What to do:
1 - Copy out the part of the passage about Dr Lilley and Hull City that begins with "Lilley’s name appears at" and ends with "the club’s finances.", and swap "finances" for "accounts".
2 - Carry on the passage about Dr Lilley and Hull City from its last sentence.

Passage for review:
Content starts

Lilley’s name appears at reports of Hull City’s early AGMs – being thanked for the medical services provided to injured players at the club (AGM July 1906), and is also recorded as making his own contributions to proceedings (EAGM February 1906) as he comments on the club’s finances.

He is mentioned in newspaper articles in his role as club physician as he supervises treatment and cures for injured players.

A Hull Daily Mail article from January 1905 reports that “Wilkinson, the plucky little left wing man, will not turn out tomorrow, Dr Lilley having thought that the muscle injury to his leg would be all the better for another week’s nursing.”

The following year his name appears in his role as medical supervisor:

“Ever since Rushton was taken home after the Chelsea match he has been confined to bed unable to move his leg, which I am glad to say is showing signs of improvement under Dr Lilley” Hull Daily Mail Feb26, 1906

Perhaps the best illustration of his role at the club comes against Woolwich Arsenal in the FA Cup 1st round replay in January 1908, which saw the club win handsomely 4-1 amid scenes of great enthusiasm. Local reporting of the game was exhaustive and Lilley’s name appears three times as every incident on the day is captured by journalists.

In the first half “Hedley who had been a passenger since his mishap, left the field, and Dr Lilley was called off the stand to attend to him.”

Towards the end of the game “Shortly afterwards the game was stopped for some minutes owing to Martin being injured, and Dr. Lilley was again called from the stand. The crowd shouted for the doctor to run, but he shook a finger at the spectators and started, when one of his galoshes dropped off. Then the crowd laughed.”

In a small article after the match report entitled ‘Comments’ the following item was detailed, ‘A singular incident occurred during the game , one of the spectators being injured. In climbing over a fence he dislocated his ankle, but Dr Lilley reduced the swelling, and sent him home in a cab.’

Lilley’s name appears among the sixteen founders of Hull City but his inclusion differs from the two main groupings – the original Hull City faction from the Beverley Road/ Newland Avenue area (Hay, Andrews, Levitt , Frost and Crompton) and the ERFA men (Bielby and Spring). The former focused on building a club for themselves that would represent the city and challenge at a high a level as possible, the latter concentrated more on establishing the playing of the game in Hull and the East Riding. Lilley was a sympathiser and helped both in their respective aims with money and patronage.

Content ends

Dataset content:
Content starts

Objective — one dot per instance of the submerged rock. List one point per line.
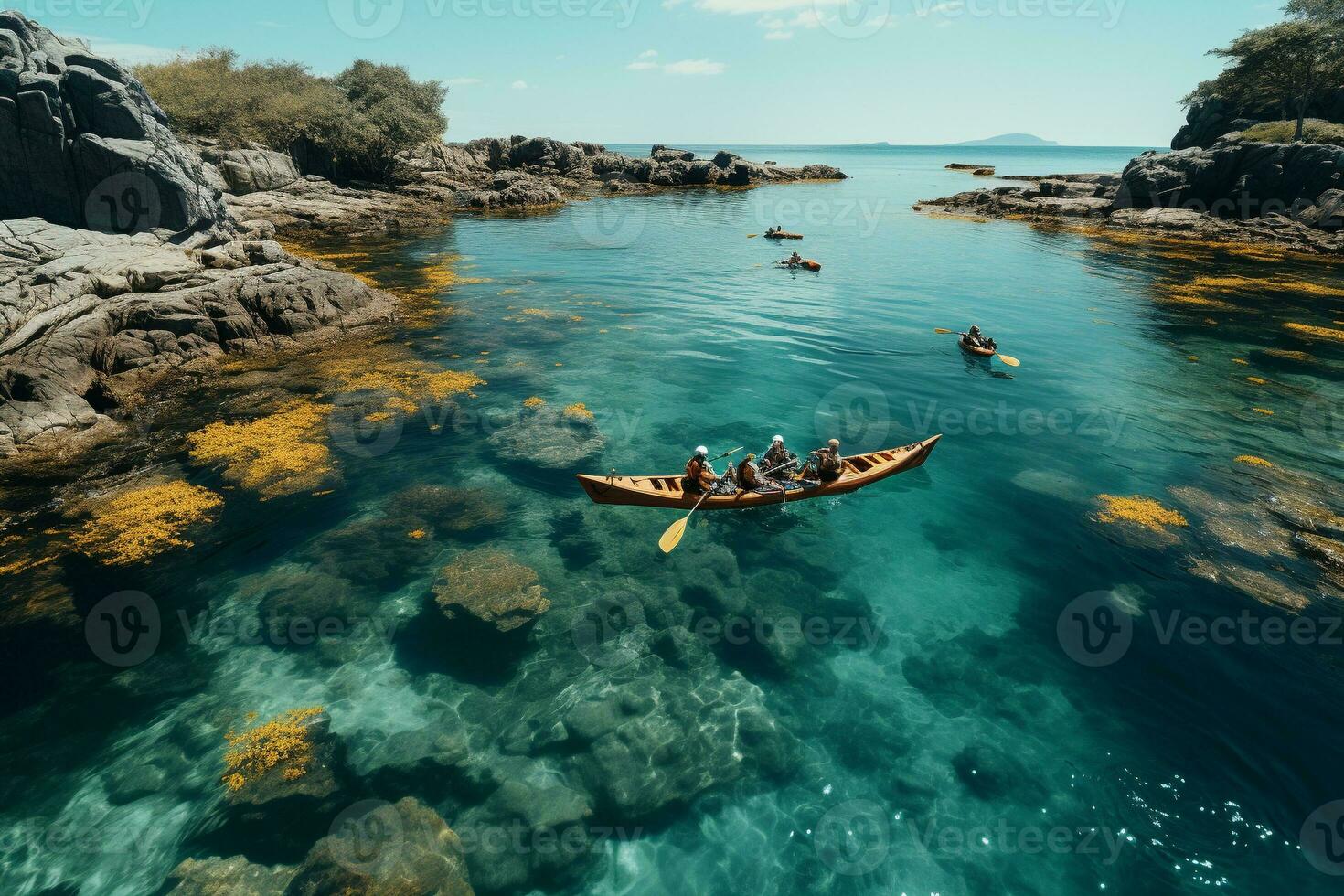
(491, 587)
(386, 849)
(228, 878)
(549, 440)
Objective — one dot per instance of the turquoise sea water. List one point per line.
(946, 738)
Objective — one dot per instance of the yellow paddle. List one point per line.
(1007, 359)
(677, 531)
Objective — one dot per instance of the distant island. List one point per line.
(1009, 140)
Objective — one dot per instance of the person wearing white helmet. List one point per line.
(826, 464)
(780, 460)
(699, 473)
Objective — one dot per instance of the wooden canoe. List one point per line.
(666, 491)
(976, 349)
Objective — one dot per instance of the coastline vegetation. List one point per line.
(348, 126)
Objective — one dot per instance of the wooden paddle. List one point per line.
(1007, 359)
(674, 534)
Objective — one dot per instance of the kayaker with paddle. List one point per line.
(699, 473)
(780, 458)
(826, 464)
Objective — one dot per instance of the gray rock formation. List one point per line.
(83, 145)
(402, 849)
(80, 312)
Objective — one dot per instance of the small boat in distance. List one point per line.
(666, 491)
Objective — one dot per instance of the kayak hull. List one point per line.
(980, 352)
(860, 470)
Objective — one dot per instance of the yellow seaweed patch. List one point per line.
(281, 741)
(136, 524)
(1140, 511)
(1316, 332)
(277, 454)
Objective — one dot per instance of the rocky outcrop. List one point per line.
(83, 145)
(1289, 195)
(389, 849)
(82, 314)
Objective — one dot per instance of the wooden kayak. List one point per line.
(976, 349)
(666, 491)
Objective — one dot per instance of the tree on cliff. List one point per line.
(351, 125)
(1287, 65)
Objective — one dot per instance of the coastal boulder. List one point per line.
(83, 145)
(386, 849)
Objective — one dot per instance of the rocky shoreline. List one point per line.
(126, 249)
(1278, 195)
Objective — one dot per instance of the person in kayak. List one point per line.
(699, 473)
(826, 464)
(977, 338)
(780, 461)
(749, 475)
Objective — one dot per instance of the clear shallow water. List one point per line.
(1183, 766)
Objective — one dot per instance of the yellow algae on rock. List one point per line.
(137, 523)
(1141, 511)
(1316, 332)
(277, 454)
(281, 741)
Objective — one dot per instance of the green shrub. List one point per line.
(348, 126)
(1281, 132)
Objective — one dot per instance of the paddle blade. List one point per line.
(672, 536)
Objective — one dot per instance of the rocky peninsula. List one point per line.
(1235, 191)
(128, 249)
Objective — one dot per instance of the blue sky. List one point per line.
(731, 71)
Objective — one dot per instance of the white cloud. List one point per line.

Content ends

Activity answers:
1 -
Lilley’s name appears at reports of Hull City’s early AGMs – being thanked for the medical services provided to injured players at the club (AGM July 1906), and is also recorded as making his own contributions to proceedings (EAGM February 1906) as he comments on the club’s accounts.

2 -
However, his many and occasionally conflicting loyalties were to provide complications as the club strived to grow and overcome its early battles with landlords and vested sporting interests elsewhere. In particular, his connections to George Kennington, an ambitious East Hull builder and local Conservative councillor led to his controversial election to the Hull City board in February 1906- the club’s first season in the Football League- as the new director came up against some of the younger original founders of Hull City. By assisting a friend and colleague onto the board, Lilley would unwittingly drive a wedge between some represented on it, who felt Kennington had no footballing cv to back up his candidature. Their assumption (correct or not)was that Lilley had canvassed the shareholders and extolled Kennington’s virtues to the detriment of the younger candidates who had actually formed the club,

Lilley’s death some 20 years later saw a funeral cortege which consisted of 20 coaches , ‘including two laden with choice floral tributes. Both to and from the church it passed through crowded streets and many were the touching incidents. It was a respectful demonstration of the fact that Dr Lilley was held in esteem and affection, and by none more than those among whom he had carried on his professional duties.’

The legacy of his involvement with Hull City was less clear-cut, however.